## PROBLEMS TO WORK ON
A – Using the text on excavating pools in peatlands, answer each of the following, giving each answer on its own line with the matching label:
(i) In which country were the bogs studied?
(ii) Which plant was more common in created pools than in natural ones?
(iii) Which peatland types are given as ones where this action may be appropriate?
B – Write out the passage from the text on excavating pools in peatlands, starting at "- Overall plant" and ending at "species to natural pools.".

## EXCERPT PROVIDED
Action: Excavate pools (without planting)
Key messagesRead our guidance on Key messages before continuing
- Two studies evaluated the effects of excavating pools (without planting) on peatland vegetation. Both studies were based on the same experimental set-up in bogs in Canada.
- Plant community composition (1 study): One replicated, before-and-after, site comparison study in bogs in Canada reported that excavated pools were colonized by peatland vegetation over 4–6 years, but contained different plant communities to natural pools. In particular, cattail was more common in created pools.
- Vegetation cover (1 study): One replicated, before-and-after, site comparison study in bogs in Canada reported that after four years, created pools had less cover than natural pools of Sphagnum moss, herbs and shrubs.
- Overall plant richness/diversity (1 study): One replicated, before-and-after, site comparison study in bogs in Canada reported that after six years, created pools contained a similar number of plant species to natural pools.
Peatlands may contain permanent pools which contribute to habitat diversity. However, these pools can be lost following drainage, peat harvesting or drought (Beadle et al. 2015). Pools may also be filled in naturally as vegetation develops and peat accumulates, so they may need to be re-excavated to maintain certain communities (van Diggelen et al. 1996). This section considers excavating pools in peatlands, then leaving vegetation to naturally recolonize.
Key peatland types where this action may be appropriate: bogs, fens/fen meadows, tropical peat swamps.

## DATASET CONTENT

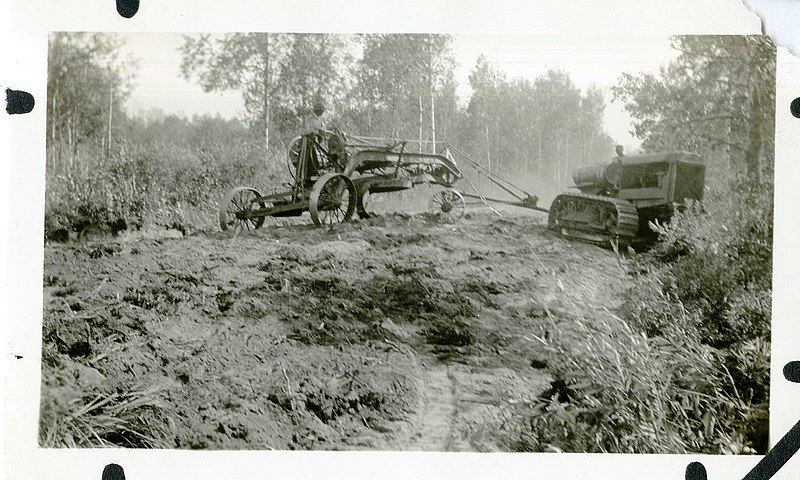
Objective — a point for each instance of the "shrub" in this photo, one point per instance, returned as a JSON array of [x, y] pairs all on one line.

## RESULTS FOR EACH TASK
A –
(i) Canada
(ii) Cattail
(iii) Bogs, fens/fen meadows, and tropical peat swamps

B –
- Overall plant richness/diversity (1 study): One replicated, before-and-after, site comparison study in bogs in Canada reported that after six years, created pools contained a similar number of plant species to natural pools.